» **Required work**:
1. In the article on access to health services, how many nations did the report cover, and over which years?
2. Continue the article on access to health services, starting after its last sentence.

» **Document section**:
Saturday, June 13, 2015

400Mn People Have No Access To Essential Health Services – WHO


Scavengers search for recyclable materials at the Dandora dumping site on the outskirts of Kenya's capital Nairobi June 5, 2015.

More than 400 million people across the world live without access to essential health services, while millions are being forced into poverty as their governments are unable to provide adequate healthcare, a new study by the World Bank and WHO found.

The authors of the 98-page report titled, ‘Tracking Universal Health Coverage,’ claims to be the first study to measure progress towards universal health by assessing health service exposure and how much countries spend on health care.

Covering 37 nations between 2002 and 2012, the report focused on people’s ability to gain access to essential health services by looking at seven components: family planning, antenatal care, skilled birth attendance, child immunization, antiretroviral therapy, tuberculosis treatment, and access to clean water and sanitation.

» **Material supplied**:

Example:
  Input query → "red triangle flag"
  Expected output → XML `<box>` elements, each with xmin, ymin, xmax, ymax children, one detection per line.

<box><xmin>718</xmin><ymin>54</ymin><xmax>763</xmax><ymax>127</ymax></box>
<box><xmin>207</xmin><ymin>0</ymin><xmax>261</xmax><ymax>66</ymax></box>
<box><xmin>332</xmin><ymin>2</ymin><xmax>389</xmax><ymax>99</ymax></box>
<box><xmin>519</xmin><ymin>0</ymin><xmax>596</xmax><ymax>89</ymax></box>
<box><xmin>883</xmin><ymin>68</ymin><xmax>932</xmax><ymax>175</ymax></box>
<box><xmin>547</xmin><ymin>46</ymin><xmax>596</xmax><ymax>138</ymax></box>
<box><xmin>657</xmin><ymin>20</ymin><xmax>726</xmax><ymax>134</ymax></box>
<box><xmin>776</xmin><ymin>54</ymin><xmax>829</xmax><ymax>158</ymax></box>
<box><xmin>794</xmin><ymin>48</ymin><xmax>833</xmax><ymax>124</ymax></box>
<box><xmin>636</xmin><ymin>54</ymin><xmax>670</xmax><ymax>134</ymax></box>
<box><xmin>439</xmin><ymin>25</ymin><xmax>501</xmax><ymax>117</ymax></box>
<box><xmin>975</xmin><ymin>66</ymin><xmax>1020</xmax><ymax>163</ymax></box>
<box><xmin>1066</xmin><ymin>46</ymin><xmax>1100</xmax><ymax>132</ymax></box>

» **Replies**:
1. 37 nations, between 2002 and 2012.

2.
Researchers found that over 400 million people lacked access to at least one of these essential services.

RT.com reports:
“This report is a wakeup call: It shows that we’re a long way from achieving universal health coverage. We must expand access to health and protect the poorest from health expenses that are causing them severe financial hardship,” said Dr Tim Evans, Senior Director of Health, Nutrition and Population at the World Bank Group.

The study also revealed that 17 percent of the world’s population spanning across 37 countries, are being driven to live in extreme poverty on US$2 per day because they had to cover all or a significant portion of their health treatment bills.

“These high levels of impoverishment, which happen when poor people have to pay out of pocket for their own emergency health care, pose a major threat to the goal of eliminating extreme poverty,” says Dr Kaushik Basu, Senior Vice President and Chief Economist at the World Bank Group. “As we transition to a post-2015 development era, we must act on these findings, or the world’s poor risk being left behind.”
To reverse the figures, the authors recommend governments strive to achieve a health coverage that reached a minimum of 80 percent of the population.